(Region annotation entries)
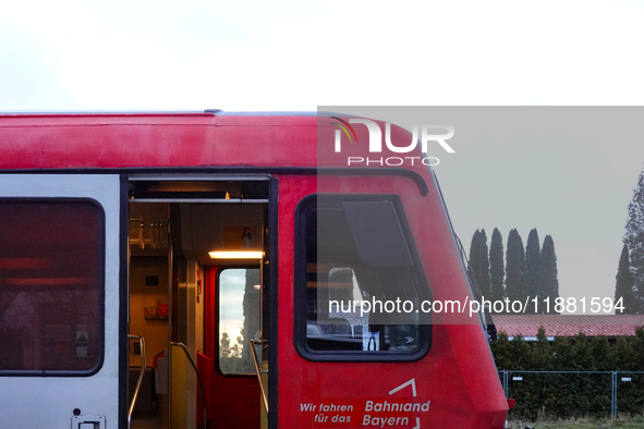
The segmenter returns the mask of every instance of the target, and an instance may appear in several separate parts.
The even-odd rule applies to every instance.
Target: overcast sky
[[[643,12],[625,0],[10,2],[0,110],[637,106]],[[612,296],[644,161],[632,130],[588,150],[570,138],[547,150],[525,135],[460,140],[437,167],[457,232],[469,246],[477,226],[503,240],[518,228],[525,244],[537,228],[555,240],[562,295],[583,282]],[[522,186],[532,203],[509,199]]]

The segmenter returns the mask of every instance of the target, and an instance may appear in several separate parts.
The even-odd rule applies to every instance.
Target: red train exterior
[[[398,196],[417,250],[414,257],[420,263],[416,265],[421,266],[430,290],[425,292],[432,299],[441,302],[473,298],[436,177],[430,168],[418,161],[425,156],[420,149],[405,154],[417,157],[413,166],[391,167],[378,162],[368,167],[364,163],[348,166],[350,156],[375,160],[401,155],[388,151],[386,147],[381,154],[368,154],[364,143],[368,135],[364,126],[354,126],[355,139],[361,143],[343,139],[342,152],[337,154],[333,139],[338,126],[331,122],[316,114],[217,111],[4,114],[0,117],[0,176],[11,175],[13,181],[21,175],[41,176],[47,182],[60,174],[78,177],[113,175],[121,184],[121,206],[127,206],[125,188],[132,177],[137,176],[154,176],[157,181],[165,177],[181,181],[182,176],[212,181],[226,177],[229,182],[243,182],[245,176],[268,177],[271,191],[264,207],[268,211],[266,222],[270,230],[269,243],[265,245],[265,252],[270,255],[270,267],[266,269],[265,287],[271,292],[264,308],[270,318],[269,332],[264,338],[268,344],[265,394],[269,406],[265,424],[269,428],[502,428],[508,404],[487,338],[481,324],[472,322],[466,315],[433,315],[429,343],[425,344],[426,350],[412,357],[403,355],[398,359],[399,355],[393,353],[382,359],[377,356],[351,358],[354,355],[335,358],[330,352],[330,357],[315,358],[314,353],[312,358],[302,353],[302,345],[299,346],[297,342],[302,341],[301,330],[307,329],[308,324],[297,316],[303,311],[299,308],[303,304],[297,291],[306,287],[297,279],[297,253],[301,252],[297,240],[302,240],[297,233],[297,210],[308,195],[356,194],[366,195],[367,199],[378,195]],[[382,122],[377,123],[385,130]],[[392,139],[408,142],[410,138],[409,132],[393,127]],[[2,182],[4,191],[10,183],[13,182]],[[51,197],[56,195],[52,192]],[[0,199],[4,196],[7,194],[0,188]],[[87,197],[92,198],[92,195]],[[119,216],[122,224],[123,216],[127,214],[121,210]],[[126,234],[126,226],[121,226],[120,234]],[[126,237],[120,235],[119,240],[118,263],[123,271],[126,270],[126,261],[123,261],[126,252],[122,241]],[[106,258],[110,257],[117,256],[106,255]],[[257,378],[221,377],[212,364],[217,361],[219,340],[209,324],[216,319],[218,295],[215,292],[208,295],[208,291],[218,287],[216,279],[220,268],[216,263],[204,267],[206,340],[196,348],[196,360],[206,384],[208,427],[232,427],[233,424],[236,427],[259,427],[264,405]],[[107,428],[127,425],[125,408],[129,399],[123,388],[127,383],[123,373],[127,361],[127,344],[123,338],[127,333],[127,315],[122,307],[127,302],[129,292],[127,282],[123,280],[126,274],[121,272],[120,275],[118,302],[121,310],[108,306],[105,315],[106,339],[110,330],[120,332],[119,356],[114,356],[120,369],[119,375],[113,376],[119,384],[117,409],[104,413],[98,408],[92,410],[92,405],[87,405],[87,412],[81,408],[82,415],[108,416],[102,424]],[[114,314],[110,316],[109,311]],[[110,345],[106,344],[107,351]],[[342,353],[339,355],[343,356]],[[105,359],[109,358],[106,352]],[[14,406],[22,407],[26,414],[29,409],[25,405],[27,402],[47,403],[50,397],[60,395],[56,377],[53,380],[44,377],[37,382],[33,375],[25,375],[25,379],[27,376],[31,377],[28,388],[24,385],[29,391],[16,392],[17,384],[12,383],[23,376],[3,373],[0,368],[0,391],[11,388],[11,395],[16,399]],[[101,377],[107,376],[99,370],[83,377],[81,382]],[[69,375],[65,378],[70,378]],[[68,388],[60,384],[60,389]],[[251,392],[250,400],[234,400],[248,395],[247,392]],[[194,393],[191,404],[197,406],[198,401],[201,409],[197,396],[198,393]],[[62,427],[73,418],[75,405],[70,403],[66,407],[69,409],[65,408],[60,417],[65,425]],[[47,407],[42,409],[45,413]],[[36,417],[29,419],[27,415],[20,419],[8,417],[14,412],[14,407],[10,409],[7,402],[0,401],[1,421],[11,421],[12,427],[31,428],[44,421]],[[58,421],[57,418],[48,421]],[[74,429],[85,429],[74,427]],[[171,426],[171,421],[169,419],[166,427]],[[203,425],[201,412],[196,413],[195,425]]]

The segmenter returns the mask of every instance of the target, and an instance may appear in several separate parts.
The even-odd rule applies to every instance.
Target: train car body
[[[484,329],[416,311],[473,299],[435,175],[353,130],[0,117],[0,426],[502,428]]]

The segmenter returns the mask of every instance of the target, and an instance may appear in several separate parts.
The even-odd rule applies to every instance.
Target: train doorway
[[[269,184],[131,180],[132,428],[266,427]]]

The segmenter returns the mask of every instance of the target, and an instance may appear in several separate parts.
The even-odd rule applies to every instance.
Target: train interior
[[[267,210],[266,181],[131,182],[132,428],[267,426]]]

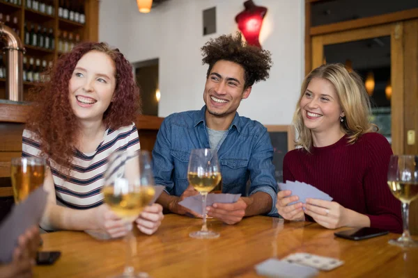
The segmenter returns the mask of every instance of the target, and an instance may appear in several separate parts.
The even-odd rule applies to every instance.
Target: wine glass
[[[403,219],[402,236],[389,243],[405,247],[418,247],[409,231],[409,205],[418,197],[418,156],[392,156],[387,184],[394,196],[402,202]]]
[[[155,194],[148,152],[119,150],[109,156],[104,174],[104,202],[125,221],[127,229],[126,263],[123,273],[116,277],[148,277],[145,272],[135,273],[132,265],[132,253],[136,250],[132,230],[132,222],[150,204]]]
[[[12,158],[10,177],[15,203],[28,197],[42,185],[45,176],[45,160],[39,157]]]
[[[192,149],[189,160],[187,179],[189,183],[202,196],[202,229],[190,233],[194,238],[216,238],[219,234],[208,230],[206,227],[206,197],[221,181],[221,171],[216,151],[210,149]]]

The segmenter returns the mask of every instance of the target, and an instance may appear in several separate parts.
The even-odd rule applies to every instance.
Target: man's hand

---

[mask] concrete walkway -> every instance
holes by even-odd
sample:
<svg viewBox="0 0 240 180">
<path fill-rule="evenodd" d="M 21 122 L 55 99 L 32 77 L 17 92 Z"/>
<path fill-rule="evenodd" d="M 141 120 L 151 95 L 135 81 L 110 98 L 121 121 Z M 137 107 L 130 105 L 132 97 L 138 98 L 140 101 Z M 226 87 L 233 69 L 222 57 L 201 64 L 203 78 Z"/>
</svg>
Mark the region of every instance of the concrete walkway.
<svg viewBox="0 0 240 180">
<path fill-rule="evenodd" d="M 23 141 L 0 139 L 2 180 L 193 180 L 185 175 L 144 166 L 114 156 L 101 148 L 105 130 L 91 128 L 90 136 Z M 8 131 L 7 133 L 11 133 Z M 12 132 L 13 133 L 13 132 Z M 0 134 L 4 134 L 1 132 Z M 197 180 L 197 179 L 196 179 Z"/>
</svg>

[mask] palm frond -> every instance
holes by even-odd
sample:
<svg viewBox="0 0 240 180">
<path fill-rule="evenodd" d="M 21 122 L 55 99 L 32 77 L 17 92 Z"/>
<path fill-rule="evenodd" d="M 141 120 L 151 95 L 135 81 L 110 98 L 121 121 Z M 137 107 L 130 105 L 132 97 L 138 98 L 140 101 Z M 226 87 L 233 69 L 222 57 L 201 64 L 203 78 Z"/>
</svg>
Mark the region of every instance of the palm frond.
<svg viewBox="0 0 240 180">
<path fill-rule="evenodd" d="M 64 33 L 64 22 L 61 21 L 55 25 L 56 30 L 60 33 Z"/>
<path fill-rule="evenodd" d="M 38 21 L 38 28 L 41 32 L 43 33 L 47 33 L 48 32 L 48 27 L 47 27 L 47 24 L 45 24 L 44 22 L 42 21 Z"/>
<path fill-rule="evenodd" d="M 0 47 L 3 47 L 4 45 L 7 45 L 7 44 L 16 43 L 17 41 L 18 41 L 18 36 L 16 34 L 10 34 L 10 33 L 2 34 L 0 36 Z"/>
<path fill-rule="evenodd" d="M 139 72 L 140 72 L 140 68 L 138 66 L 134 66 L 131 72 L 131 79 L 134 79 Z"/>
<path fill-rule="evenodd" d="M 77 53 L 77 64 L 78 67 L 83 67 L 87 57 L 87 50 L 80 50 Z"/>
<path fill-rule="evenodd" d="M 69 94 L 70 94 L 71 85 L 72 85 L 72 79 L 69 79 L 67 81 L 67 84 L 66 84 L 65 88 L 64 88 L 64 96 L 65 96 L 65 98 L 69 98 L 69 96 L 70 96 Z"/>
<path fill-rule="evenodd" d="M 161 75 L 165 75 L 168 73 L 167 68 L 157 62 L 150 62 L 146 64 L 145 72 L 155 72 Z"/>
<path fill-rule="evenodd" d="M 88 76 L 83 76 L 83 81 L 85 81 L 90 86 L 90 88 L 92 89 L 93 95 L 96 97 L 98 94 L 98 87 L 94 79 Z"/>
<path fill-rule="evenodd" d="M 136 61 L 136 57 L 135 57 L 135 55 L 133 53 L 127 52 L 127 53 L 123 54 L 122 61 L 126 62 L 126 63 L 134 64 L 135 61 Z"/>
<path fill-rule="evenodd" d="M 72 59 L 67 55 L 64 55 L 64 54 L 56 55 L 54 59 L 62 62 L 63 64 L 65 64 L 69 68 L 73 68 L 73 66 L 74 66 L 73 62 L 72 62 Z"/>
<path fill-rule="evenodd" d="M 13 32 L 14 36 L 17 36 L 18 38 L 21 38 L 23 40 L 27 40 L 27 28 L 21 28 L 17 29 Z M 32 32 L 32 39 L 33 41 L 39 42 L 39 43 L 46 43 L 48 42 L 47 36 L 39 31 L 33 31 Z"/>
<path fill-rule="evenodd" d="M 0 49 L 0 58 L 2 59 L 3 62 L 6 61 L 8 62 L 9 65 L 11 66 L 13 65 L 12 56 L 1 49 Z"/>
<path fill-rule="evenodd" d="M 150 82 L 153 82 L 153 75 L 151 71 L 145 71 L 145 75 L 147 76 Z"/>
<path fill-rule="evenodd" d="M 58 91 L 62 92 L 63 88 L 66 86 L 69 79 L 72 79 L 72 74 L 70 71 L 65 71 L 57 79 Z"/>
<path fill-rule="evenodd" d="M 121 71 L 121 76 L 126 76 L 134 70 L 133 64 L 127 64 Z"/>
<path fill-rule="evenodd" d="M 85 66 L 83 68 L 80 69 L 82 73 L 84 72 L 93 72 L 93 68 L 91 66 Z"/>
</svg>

---

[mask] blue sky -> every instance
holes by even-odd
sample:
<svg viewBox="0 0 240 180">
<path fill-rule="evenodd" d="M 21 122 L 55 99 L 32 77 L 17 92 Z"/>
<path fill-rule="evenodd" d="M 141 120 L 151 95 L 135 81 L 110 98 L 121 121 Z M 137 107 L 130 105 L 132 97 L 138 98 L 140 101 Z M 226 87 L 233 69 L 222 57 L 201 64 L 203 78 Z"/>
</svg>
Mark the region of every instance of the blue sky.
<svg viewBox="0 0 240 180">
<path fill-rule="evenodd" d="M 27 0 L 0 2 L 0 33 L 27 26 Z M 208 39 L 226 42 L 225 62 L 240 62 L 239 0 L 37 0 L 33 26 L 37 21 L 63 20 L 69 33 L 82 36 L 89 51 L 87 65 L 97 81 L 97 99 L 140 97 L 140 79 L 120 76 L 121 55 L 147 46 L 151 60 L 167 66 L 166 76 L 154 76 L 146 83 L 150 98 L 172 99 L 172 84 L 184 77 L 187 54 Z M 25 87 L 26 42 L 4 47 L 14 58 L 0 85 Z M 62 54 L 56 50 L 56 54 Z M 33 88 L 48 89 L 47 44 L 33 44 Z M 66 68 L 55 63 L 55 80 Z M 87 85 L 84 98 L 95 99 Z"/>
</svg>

### [WHAT THIS TASK INVOLVES]
Arrange everything from the line containing "[mask] concrete walkway -> every instance" down to the line containing "Mark the region of every instance of the concrete", both lines included, as a JSON list of strings with one string per line and blank lines left out.

### [RIGHT ANSWER]
[
  "[mask] concrete walkway -> every instance",
  "holes by even-odd",
  "sample:",
  "<svg viewBox=\"0 0 240 180\">",
  "<path fill-rule=\"evenodd\" d=\"M 21 122 L 55 99 L 32 77 L 17 92 Z\"/>",
  "<path fill-rule=\"evenodd\" d=\"M 141 120 L 151 95 L 135 81 L 110 98 L 121 121 Z M 137 107 L 130 105 L 132 97 L 138 98 L 140 101 Z M 226 87 L 233 69 L 222 57 L 201 64 L 203 78 Z\"/>",
  "</svg>",
  "Mark the region of every instance of the concrete walkway."
]